* [JOB 1] Reproduce the stretch of the checksum thread from "[Background]" through "checksum for data." without changing a character.
* [JOB 2] In the checksum thread, what existing kernel infrastructure is described as the nearest one found?

* [TEXT SECTION]
Re: Ideas to reuse filesystem's checksum to enhance dm-raid1/10/5/6?

2017-11-16 Thread Qu Wenruo


On 2017年11月16日 15:42, Nikolay Borisov wrote:
> 
> 
> On 16.11.2017 09:38, Qu Wenruo wrote:
>>
>>
>> On 2017年11月16日 14:54, Nikolay Borisov wrote:
>>>
>>>
>>> On 16.11.2017 04:18, Qu Wenruo wrote:
 Hi all,

 [Background]
 Recently I'm considering the possibility to use checksum from filesystem
 to enhance device-mapper raid.

 The idea behind it is quite simple, since most modern filesystems have
 checksum for their metadata, and even some (btrfs) have checksum for data.

 And for btrfs RAID1/10 (just ignore the RAID5/6 for now), at read time
 it can use the checksum to determine which copy is correct so it can
 return the correct data even one copy get corrupted.

 [Objective]
 The final objective is to allow device mapper to do the checksum
 verification (and repair if possible).

 If only for verification, it's not much different from current endio
 hook method used by most of the fs.
 However if we can move the repair part from filesystem (well, only btrfs
 supports it yet), it would benefit all fs.

 [What we have]
 The nearest infrastructure I found in kernel is bio_integrity_payload.

 However I found it's bounded to device, as it's designed to support
 SCSI/SATA integrity protocol.
 While for such use case, it's more bounded to filesystem, as fs (or
 higher layer dm device) is the source of integrity data, and device
 (dm-raid) only do the verification and possible repair.

* [DATA PROVIDED]
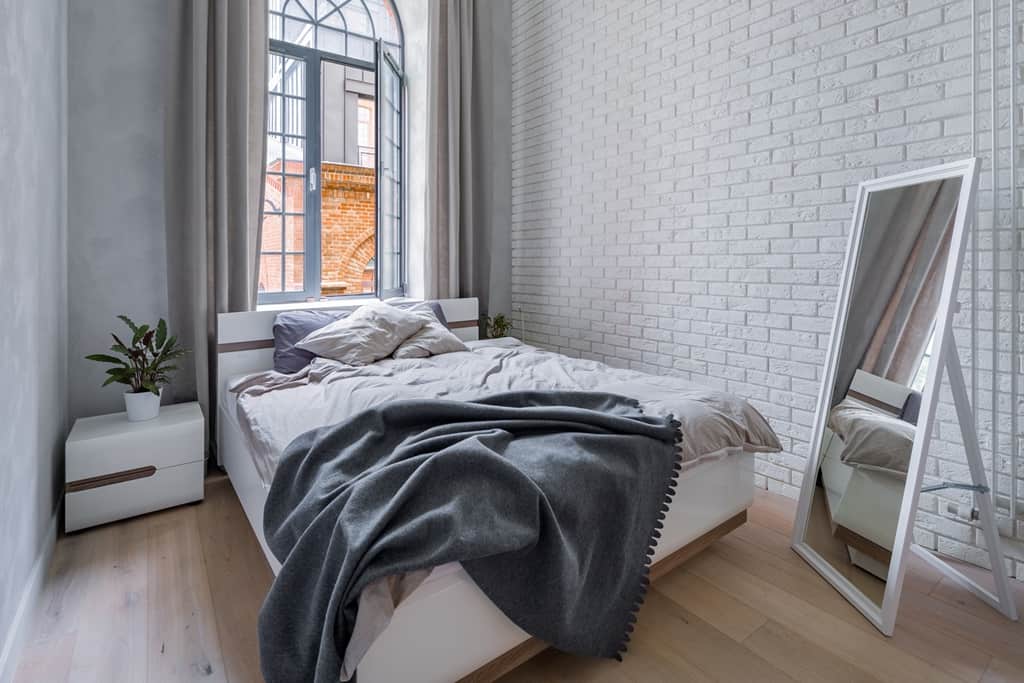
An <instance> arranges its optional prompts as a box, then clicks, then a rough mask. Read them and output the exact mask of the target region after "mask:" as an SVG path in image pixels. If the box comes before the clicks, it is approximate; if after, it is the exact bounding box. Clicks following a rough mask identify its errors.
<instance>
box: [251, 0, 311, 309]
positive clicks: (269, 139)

* [WRITTEN SOLUTION 1]
[Background]
 Recently I'm considering the possibility to use checksum from filesystem
 to enhance device-mapper raid.

 The idea behind it is quite simple, since most modern filesystems have
 checksum for their metadata, and even some (btrfs) have checksum for data.

* [WRITTEN SOLUTION 2] bio_integrity_payload